Return the listing below exactly, with the pictures dropped.

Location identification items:
►
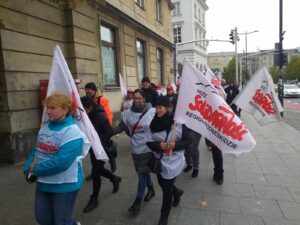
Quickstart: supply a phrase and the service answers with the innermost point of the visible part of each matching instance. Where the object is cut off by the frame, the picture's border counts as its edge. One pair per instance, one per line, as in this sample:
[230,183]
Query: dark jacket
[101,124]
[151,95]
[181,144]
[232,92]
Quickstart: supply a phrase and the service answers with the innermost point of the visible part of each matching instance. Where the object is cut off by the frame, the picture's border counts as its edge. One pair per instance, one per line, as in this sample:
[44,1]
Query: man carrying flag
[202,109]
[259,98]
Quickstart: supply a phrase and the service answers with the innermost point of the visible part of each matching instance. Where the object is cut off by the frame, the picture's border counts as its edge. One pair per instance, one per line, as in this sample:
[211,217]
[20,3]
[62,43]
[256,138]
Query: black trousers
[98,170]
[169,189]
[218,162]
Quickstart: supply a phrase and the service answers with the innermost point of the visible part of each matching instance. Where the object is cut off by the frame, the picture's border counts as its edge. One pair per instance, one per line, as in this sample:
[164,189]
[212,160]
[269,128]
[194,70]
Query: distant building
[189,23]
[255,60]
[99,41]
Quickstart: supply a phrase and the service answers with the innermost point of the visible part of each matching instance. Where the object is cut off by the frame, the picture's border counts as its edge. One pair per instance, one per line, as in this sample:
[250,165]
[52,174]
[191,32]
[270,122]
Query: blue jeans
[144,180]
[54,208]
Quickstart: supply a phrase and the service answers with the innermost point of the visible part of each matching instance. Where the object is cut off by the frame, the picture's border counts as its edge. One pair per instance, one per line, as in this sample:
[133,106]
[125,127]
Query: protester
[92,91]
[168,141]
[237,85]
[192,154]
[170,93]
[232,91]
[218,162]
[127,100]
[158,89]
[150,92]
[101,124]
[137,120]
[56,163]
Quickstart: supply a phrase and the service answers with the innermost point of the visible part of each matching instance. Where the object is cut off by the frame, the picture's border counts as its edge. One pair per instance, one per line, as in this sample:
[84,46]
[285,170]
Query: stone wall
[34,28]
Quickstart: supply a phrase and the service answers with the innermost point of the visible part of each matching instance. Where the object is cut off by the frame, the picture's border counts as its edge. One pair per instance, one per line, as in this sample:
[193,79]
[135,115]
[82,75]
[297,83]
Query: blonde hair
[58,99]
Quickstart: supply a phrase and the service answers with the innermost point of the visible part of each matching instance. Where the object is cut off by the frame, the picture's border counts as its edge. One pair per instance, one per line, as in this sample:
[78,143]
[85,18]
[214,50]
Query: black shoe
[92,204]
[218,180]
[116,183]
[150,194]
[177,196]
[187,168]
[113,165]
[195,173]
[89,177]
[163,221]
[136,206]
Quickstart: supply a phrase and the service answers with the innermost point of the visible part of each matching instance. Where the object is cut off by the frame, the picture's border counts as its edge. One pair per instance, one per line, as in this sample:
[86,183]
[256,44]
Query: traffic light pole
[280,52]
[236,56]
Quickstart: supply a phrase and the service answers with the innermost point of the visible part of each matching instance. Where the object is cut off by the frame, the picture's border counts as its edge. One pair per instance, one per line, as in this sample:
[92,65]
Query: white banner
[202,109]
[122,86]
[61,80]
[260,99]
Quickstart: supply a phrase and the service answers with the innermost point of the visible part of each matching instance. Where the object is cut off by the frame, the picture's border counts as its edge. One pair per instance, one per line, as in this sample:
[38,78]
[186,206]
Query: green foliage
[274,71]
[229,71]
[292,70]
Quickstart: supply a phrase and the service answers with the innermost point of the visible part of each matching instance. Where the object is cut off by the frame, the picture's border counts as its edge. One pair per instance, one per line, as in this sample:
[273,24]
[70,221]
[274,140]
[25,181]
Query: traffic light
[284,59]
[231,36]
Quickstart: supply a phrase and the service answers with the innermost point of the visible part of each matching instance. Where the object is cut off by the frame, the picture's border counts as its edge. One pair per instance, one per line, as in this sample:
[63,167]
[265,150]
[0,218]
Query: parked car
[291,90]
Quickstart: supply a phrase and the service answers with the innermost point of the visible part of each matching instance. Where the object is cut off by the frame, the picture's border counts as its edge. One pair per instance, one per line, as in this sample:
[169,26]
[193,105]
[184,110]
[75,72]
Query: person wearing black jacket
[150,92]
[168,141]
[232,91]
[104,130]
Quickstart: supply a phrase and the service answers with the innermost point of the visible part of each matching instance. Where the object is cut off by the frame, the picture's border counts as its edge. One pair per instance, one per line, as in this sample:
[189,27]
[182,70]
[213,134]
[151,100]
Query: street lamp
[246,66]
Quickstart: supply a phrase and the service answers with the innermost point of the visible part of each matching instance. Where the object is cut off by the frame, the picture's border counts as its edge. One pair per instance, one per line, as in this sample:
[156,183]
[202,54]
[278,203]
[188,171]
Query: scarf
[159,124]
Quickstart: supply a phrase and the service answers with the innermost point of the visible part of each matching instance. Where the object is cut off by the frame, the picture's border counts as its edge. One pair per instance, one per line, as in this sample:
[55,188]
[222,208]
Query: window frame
◄
**Finished answer**
Quickstart: supply a phrase and the service answers with the innermost point of the visible part of each matching instance. Where the object is cut off by the frame, the picture's border counts as its edge. One pair per instance, one per line, as in this sample:
[230,183]
Query: dark jacket
[101,124]
[151,95]
[181,144]
[232,92]
Quickstart: supply a phrase and the service answers with the innermost point of the visible part of each matching instance. Where the object is cut off by the frame, the picture's border counts as its edge. One pair per instance, one per line, as in this sample:
[44,1]
Query: man carrying flag
[202,109]
[259,98]
Quickstart: supply a phrase and the service answers with the innermost point of the visible part of each matching instance. Where the object is cut off by the frame, the picture's border counts as its edge. One pair per instance, one per line, as in this sample:
[211,217]
[20,3]
[62,43]
[256,138]
Query: black trousers
[98,170]
[169,189]
[218,162]
Quickstart: supply a phrase and the service answers with the innermost point of the visible part of each matching instance. Where the object is cut off by the frame, the picture's border counts as its edge. One pair per instance, one per line, as in this sample:
[164,189]
[212,160]
[269,128]
[194,70]
Query: distant building
[189,23]
[255,60]
[99,41]
Quickstart: supply a phrase and the service answers with the innermost point of the visible part of each matching instance. Where the object is cut off by the frame, the picture's border counts as its edge. One pair per instance, one per line, as in this sample:
[250,165]
[52,174]
[191,32]
[270,122]
Query: blue jeans
[144,180]
[54,208]
Quickstart: supply a phrase and the service answers with the innermost point of the visible part of each matching instance. Where the object is cut off by the frame, the picture's border counts as its edge. One pair per instance, one per line, as in this sample:
[133,106]
[125,127]
Query: protester
[92,91]
[168,141]
[237,85]
[192,154]
[170,93]
[232,91]
[218,162]
[127,100]
[158,89]
[150,92]
[101,124]
[137,120]
[56,163]
Quickstart: supply a phrase and the service answers with the innermost point of the visible part of each matching instance. Where the object is cut off by the frame, the picture's border counts as its edge. One pair per instance, one per line, as in this sample:
[84,46]
[285,170]
Query: stone wall
[34,28]
Quickstart: supply a phrase and the service answers with the innermost point of the visible part of each matching instance. Where the object is cut off by the frame, the picture's border counts as its edge. One pair per instance, one per line, as in this sample:
[193,79]
[135,115]
[82,75]
[297,83]
Query: blonde hair
[58,99]
Quickstart: supply a phrase and the service answers with the innermost point of the visible part of each matching instance. Where the object is cut off by the frame, the picture's border counts as its edge. One pair per instance, one per line, as in this sample:
[78,143]
[85,18]
[214,50]
Query: black shoe
[92,204]
[218,180]
[116,183]
[150,194]
[177,196]
[187,168]
[113,165]
[195,173]
[89,177]
[163,221]
[136,206]
Quickstart: supply a phrase and the service answers with the innermost point of the visible part of each matching instance. Where the object is cut off by the frame, the picture's border counts as its edge. One pair per instance, one per line, as in this sample:
[86,183]
[256,44]
Query: traffic light pole
[280,52]
[236,56]
Quickstart: supply a phrase and the service answers with the innermost point of the visible part of each matching instance. Where the object is cut off by the frame, the picture's border counts as its edge. One pair per instance, one per line, as in this sample:
[92,65]
Query: white banner
[202,109]
[122,86]
[61,80]
[260,99]
Quickstart: supply a phrase and the service answers with the innermost point of the visible part of each matching instance. Where the object is cut off by the frame, the picture's border counts as its edge. One pair per instance, one per line, as in this sample:
[38,78]
[186,206]
Query: green foliage
[274,71]
[229,71]
[292,70]
Quickstart: supply a phrase and the service answers with the innermost point of the visible part of each matching instance. Where the object is cut off by the frame, the picture's border counts as its edge. One pair per instance, one per line, as in this sample:
[273,24]
[70,221]
[274,140]
[25,181]
Query: traffic light
[284,59]
[231,36]
Quickstart: supply a phrase and the service answers with the innermost point of the visible part of each matching instance. Where the object is cut off by the frame, the picture's border counts as its edge. One pair per instance, one per line, as in this sample:
[63,167]
[265,150]
[0,218]
Query: parked car
[291,90]
Quickstart: supply a phrase and the service answers with the innermost point of the visible part of each matching instance. Where the object is cut off by the frame, the picture's border counts as its edge. One pair per instance, one per line, as in this sample:
[169,26]
[193,105]
[184,110]
[75,72]
Query: person wearing black jacket
[150,92]
[168,141]
[232,91]
[104,130]
Quickstart: supply a phrase and the service answers with the innermost point of the visible part of each matching instance. Where the object is cut off by the frame, the picture's border counts as its edge. One pair per instance, one per line, as in this sample:
[189,27]
[182,70]
[213,134]
[151,100]
Query: street lamp
[246,66]
Quickstart: supply a phrase and the service answers with the innermost point of the visible part of each matching instance. Where the object is cut off by the frame, the picture's border counts as its edge. One pair per instance, one per line, as in this sample:
[156,183]
[202,54]
[278,203]
[188,171]
Query: scarf
[159,124]
Quickstart: supply a phrase and the service answers with the innermost point of the visible part of each matching instance. Where the object is cut off by the frame, the picture's border counts as its edge. One pair per instance, one per line, as in this sample:
[55,188]
[222,208]
Query: window frame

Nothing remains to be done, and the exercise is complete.